Start ENTRIES PROVIDED

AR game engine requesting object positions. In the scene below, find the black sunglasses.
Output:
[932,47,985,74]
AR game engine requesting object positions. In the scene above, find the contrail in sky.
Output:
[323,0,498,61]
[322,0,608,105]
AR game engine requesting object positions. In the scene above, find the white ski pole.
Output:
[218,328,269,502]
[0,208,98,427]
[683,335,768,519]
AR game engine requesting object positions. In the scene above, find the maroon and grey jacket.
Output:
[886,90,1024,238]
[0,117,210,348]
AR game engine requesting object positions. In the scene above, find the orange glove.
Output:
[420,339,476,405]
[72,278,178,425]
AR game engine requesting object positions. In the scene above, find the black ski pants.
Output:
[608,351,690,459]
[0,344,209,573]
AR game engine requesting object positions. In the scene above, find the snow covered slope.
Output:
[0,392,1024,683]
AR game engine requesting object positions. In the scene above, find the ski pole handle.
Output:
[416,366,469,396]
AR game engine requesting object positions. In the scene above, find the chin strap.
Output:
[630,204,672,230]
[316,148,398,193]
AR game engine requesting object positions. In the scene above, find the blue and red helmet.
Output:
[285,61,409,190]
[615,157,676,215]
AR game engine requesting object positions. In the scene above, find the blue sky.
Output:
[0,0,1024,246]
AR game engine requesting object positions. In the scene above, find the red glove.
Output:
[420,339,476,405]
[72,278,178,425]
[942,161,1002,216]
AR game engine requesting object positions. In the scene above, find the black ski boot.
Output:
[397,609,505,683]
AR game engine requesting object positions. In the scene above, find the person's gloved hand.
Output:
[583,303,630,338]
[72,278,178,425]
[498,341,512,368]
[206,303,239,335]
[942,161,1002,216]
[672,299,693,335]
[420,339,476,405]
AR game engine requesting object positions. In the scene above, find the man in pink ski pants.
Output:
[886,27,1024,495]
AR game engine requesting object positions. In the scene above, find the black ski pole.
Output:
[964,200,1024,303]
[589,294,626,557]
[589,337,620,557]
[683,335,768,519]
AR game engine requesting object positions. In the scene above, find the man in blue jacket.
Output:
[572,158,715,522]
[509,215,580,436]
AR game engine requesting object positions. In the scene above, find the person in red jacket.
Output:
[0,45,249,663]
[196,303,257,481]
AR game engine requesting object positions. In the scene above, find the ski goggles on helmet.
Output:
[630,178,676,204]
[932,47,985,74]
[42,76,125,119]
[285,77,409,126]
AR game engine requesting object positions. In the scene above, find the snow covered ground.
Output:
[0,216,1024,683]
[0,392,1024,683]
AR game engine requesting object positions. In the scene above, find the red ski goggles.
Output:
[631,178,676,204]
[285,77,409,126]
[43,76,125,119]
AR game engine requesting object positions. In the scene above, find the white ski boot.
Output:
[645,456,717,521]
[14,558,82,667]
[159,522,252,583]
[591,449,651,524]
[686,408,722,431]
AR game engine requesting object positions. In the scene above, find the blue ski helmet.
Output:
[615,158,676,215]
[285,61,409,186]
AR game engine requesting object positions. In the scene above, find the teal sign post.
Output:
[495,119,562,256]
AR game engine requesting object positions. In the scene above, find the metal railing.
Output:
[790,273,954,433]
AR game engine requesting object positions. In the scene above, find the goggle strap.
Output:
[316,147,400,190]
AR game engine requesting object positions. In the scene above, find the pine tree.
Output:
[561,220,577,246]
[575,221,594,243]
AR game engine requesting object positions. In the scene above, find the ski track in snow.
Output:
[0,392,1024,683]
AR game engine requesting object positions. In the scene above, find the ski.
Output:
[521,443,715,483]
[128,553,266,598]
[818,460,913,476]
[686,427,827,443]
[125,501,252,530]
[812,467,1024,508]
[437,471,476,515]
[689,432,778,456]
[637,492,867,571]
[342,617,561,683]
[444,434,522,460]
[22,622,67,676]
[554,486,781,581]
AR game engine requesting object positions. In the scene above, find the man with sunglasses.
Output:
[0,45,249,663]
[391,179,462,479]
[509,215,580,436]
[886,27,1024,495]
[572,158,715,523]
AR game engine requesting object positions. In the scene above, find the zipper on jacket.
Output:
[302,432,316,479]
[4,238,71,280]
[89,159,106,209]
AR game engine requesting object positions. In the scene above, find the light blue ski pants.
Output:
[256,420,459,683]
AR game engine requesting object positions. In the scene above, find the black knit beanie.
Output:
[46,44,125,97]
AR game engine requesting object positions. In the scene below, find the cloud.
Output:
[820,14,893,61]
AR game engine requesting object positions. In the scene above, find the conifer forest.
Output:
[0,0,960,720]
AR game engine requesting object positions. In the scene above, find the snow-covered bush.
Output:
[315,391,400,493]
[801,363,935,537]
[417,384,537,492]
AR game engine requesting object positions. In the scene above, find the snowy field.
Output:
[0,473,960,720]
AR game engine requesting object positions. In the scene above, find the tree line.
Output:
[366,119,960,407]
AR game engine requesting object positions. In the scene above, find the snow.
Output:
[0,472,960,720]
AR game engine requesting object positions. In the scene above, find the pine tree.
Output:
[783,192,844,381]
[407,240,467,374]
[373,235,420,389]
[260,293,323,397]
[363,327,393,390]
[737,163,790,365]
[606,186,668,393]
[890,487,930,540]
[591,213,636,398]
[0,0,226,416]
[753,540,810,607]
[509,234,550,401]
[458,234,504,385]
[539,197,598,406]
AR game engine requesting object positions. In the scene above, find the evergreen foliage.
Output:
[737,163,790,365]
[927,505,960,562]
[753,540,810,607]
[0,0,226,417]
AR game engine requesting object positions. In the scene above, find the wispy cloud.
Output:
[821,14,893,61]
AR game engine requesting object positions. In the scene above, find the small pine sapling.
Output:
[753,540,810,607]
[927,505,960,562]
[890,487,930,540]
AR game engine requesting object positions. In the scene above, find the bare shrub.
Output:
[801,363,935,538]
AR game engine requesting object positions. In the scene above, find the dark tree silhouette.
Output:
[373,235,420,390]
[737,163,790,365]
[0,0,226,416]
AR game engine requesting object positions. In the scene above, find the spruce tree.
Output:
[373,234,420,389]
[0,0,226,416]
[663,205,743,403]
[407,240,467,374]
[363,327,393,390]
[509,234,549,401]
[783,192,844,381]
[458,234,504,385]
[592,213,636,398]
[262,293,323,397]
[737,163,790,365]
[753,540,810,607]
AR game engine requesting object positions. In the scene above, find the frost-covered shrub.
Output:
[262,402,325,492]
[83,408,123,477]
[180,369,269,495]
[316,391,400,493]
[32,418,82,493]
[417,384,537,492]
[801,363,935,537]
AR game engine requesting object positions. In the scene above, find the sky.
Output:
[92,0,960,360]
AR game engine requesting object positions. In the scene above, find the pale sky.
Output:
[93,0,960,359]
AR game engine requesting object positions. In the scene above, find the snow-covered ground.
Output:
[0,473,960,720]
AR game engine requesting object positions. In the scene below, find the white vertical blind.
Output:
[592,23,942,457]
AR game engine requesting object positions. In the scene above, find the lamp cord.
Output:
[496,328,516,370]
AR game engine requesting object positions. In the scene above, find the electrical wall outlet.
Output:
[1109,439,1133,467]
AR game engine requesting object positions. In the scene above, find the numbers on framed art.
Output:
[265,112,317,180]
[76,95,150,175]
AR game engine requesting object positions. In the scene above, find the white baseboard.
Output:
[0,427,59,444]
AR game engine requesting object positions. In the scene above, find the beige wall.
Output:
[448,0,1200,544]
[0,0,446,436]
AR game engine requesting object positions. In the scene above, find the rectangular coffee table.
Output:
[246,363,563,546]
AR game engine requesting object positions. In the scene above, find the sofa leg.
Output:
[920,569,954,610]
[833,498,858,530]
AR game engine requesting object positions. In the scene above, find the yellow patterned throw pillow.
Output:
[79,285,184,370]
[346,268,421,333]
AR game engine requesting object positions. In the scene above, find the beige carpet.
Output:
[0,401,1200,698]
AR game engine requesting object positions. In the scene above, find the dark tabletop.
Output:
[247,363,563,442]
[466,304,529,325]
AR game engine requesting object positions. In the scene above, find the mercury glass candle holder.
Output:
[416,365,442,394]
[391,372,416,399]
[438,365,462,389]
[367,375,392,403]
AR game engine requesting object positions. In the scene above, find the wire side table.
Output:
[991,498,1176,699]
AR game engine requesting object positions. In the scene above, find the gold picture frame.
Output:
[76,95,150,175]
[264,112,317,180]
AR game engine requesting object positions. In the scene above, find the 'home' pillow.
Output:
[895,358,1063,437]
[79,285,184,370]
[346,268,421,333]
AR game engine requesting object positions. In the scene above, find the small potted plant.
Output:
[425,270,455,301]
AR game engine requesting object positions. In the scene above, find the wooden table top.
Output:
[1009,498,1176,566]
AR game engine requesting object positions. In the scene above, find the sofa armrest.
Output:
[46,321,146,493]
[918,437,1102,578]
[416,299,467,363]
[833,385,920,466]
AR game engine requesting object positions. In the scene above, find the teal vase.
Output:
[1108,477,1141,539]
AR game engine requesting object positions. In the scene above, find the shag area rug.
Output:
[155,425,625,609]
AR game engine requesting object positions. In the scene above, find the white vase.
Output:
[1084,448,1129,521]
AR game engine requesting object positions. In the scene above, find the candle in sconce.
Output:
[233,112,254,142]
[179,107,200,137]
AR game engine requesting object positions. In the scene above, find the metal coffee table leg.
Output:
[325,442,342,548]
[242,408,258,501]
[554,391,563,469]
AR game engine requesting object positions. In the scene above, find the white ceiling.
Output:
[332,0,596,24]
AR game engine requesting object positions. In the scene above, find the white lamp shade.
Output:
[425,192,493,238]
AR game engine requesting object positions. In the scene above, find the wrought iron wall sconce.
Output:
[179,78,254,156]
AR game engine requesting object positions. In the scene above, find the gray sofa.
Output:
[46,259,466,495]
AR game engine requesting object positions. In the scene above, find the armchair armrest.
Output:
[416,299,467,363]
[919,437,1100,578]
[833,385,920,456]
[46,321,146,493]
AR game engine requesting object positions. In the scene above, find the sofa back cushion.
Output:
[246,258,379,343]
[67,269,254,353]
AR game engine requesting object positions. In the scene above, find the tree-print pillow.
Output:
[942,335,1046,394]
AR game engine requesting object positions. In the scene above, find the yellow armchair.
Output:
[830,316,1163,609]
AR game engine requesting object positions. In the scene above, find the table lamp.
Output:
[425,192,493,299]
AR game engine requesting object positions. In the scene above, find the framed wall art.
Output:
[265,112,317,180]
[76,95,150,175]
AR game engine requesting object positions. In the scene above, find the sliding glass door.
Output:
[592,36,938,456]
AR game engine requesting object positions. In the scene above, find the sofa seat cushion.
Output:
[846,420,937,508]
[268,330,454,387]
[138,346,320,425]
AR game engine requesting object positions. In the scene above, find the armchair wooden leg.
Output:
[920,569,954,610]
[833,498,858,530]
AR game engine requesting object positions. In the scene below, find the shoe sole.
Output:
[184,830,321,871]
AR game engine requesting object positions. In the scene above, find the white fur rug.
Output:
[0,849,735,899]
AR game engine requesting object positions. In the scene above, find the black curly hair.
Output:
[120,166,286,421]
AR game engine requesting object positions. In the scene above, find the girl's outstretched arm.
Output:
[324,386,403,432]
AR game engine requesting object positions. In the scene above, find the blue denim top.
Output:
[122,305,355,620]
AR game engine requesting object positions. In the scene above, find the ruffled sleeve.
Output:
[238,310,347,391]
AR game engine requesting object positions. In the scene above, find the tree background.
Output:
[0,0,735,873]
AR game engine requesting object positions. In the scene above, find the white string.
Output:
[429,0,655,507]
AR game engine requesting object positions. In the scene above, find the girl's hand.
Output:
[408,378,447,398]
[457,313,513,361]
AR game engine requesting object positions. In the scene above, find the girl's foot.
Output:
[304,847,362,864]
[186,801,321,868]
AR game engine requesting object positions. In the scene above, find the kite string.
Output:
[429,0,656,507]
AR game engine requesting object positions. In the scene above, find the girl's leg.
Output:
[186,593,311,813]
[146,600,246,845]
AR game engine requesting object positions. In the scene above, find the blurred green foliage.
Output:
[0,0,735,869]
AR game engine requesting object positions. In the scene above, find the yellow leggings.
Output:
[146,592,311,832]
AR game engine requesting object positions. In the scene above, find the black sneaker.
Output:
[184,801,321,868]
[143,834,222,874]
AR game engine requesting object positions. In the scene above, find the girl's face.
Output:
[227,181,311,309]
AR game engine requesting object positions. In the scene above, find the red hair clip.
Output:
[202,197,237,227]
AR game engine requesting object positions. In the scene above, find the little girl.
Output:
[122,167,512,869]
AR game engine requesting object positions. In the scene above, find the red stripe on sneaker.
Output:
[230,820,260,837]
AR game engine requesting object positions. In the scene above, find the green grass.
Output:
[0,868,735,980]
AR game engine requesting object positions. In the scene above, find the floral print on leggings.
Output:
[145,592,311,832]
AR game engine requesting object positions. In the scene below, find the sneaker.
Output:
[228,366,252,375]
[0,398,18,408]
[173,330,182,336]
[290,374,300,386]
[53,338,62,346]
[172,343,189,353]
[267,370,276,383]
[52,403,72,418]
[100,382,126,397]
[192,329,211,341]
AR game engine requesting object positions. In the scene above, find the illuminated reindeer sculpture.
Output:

End ENTRIES PROVIDED

(EXERCISE AIM)
Swap "carpet" for "rug" in the lines starting with the one containing "patterned throw pillow." and going on through the one containing "[466,304,529,325]". Give back only those lines, otherwise unchanged.

(REPLY)
AR game engine requesting object positions. In the scene above, find the yellow patterned throw pillow.
Output:
[79,285,184,370]
[346,268,421,333]
AR game engine requesting object positions. In the scene above, find the beige rug.
Output:
[0,401,1200,698]
AR game engine requesting object positions. In the scene above, find the dark tabletop.
Output:
[247,363,563,442]
[466,304,529,325]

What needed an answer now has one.